**PAGE EXCERPT:**
━━━━

Nine years ago, almost to the day, I huffed up Red Meadow Pass with two friends and we were so swarmed by mosquitoes we ran for shelter and I left my phone and our matches out in the rain. This past weekend, I tried again with two other friends. Again on my Salsa Fargo I bought back in 2015 to ride on the Great Divide Mountain Bike Route in 2016. Again, mosquitoes.


I'll paste an excerpt below from my journals of that section of the ride nine years ago. On this trip, though, in 2025, I felt strong and upbeat. Toward the top, we came across a lake and peeled off the road as if sirens were sitting at the bottom of the lake, calling to us. A woman —Ellen? — ran out from the trees with her dog. She had to say hi, she said, because we were three women on a bike tour and she was an Adventure Cycling life member. When she found out that two of us were former employees, she bursted into sympathetic rage over the state of the organization, including the destruction of the magazine and selling of the building.

━━━━

**REQUIREMENT 1:** Name every four-digit year mentioned in the bike tour excerpt above.

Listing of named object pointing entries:
━━━━

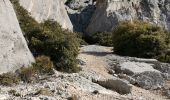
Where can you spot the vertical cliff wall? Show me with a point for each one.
(109, 12)
(48, 9)
(14, 52)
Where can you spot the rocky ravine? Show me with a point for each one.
(104, 77)
(109, 12)
(14, 52)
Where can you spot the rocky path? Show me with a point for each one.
(94, 61)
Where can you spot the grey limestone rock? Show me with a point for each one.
(14, 52)
(48, 9)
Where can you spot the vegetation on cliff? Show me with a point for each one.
(49, 39)
(141, 39)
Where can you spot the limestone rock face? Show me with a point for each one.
(14, 52)
(48, 9)
(109, 12)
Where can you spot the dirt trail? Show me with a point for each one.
(94, 58)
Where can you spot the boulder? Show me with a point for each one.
(14, 52)
(48, 9)
(131, 68)
(149, 80)
(110, 12)
(118, 85)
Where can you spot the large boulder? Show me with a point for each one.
(149, 80)
(14, 52)
(48, 9)
(131, 68)
(118, 85)
(109, 12)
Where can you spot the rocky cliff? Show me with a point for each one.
(14, 52)
(109, 12)
(48, 9)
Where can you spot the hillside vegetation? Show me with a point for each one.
(49, 39)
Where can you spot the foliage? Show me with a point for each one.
(43, 66)
(14, 93)
(140, 39)
(49, 39)
(103, 38)
(9, 79)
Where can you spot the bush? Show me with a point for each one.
(49, 39)
(27, 74)
(44, 65)
(9, 79)
(140, 39)
(104, 39)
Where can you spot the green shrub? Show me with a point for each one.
(14, 93)
(44, 65)
(140, 39)
(27, 74)
(49, 39)
(104, 38)
(9, 79)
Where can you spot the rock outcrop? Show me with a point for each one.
(48, 9)
(80, 13)
(109, 12)
(14, 52)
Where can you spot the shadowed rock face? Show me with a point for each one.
(48, 9)
(14, 52)
(109, 12)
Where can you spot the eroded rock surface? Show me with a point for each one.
(109, 12)
(14, 52)
(48, 9)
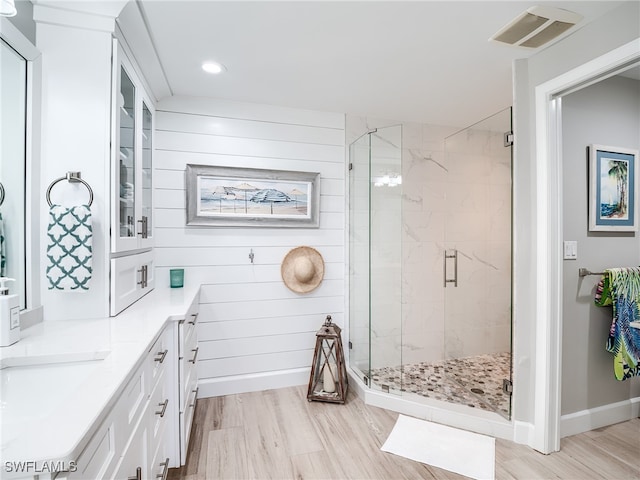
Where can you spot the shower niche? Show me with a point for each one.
(430, 269)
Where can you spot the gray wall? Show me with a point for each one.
(597, 38)
(607, 113)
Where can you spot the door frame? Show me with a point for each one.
(548, 238)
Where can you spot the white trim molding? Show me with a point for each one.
(548, 350)
(254, 382)
(598, 417)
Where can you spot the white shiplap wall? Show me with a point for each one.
(254, 333)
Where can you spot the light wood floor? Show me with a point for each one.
(277, 434)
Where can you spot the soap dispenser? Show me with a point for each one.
(9, 315)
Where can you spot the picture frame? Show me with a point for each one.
(251, 197)
(613, 195)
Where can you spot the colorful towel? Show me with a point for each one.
(620, 287)
(69, 248)
(3, 250)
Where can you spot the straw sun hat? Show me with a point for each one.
(302, 269)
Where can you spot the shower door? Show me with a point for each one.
(477, 262)
(375, 249)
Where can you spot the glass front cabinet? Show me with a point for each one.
(132, 173)
(131, 186)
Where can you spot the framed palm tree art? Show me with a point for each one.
(613, 197)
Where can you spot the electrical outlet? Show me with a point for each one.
(570, 250)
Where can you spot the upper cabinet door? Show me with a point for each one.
(132, 158)
(145, 218)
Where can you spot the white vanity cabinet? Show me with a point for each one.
(135, 439)
(132, 277)
(132, 221)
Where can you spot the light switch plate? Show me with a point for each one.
(570, 250)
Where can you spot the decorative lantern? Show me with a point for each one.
(328, 381)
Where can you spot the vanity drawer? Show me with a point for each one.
(188, 370)
(159, 357)
(99, 458)
(159, 412)
(187, 329)
(134, 398)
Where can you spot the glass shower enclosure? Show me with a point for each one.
(430, 266)
(375, 252)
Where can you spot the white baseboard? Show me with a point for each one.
(523, 433)
(215, 387)
(590, 419)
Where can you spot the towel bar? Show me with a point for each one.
(72, 177)
(583, 272)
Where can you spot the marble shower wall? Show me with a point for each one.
(446, 200)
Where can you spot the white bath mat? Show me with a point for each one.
(458, 451)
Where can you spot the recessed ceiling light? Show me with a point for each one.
(213, 67)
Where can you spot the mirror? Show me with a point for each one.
(13, 124)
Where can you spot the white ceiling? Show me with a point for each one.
(425, 61)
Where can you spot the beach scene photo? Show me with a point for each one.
(234, 197)
(614, 189)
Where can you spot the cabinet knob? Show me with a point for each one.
(164, 408)
(195, 354)
(138, 475)
(195, 397)
(144, 228)
(165, 471)
(161, 355)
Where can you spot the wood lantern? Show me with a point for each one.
(328, 380)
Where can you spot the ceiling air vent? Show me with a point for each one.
(536, 26)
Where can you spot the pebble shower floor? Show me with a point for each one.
(473, 381)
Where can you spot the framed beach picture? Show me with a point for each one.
(251, 197)
(613, 180)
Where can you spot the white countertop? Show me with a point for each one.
(59, 381)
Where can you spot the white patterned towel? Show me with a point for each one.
(3, 250)
(69, 248)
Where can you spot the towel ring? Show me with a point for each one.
(72, 177)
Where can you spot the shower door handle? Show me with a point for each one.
(451, 254)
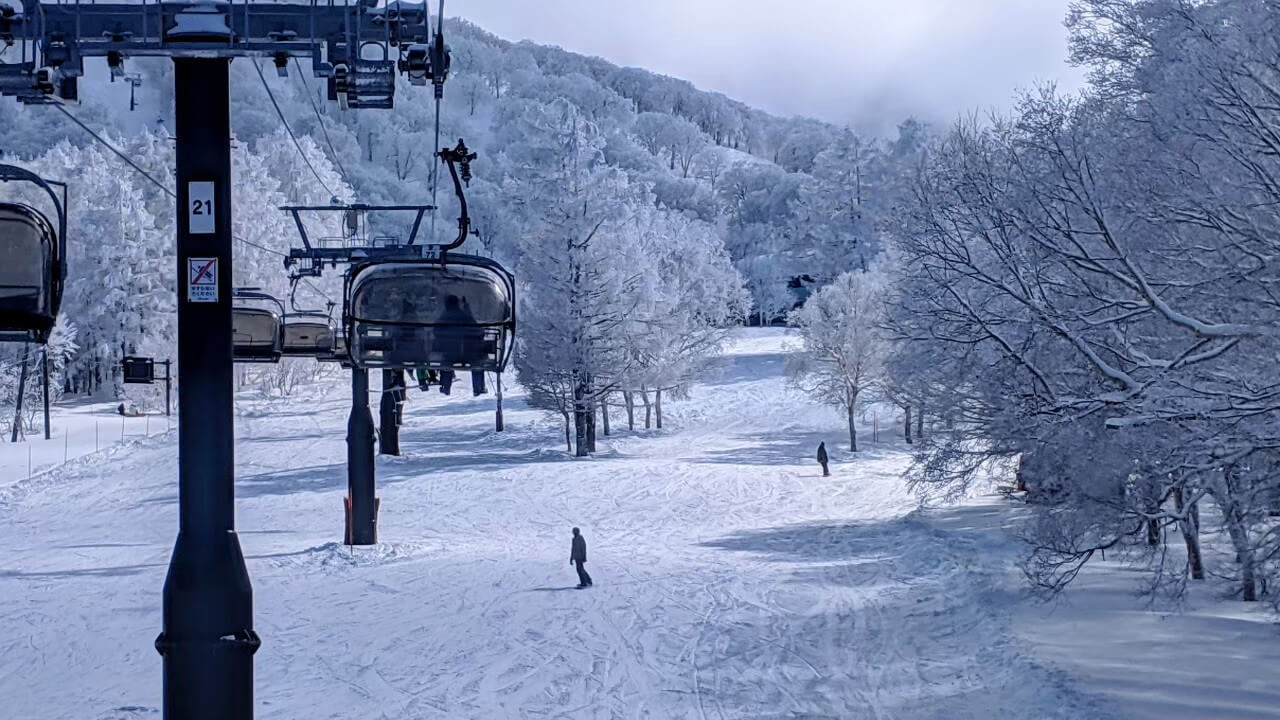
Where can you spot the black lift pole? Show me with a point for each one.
(388, 411)
(208, 641)
(361, 501)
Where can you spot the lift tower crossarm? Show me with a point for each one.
(56, 35)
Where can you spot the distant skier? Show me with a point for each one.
(577, 556)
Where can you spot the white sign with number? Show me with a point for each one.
(201, 279)
(200, 212)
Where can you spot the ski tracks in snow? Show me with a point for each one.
(732, 582)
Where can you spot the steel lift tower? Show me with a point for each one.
(208, 642)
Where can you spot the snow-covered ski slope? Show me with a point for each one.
(731, 579)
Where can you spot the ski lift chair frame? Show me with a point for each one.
(307, 333)
(28, 311)
(263, 345)
(339, 350)
(385, 341)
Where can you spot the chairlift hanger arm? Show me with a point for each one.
(458, 159)
(13, 173)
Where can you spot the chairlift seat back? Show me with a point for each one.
(458, 315)
(256, 335)
(28, 268)
(307, 336)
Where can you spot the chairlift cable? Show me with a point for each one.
(118, 154)
(435, 158)
(288, 130)
(169, 192)
(324, 128)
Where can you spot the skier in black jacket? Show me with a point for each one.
(577, 556)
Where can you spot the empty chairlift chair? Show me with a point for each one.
(256, 331)
(32, 263)
(309, 335)
(452, 315)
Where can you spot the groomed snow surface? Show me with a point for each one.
(731, 579)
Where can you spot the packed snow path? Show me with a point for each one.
(732, 580)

━━━━

**REQUIREMENT 2:** How many lines of the listing above contain the string "beach"? Case counts, and the reply should be the number alone.

**CORRECT ANSWER 1:** 2015, 2016, 2025

**CORRECT ANSWER 2:** 2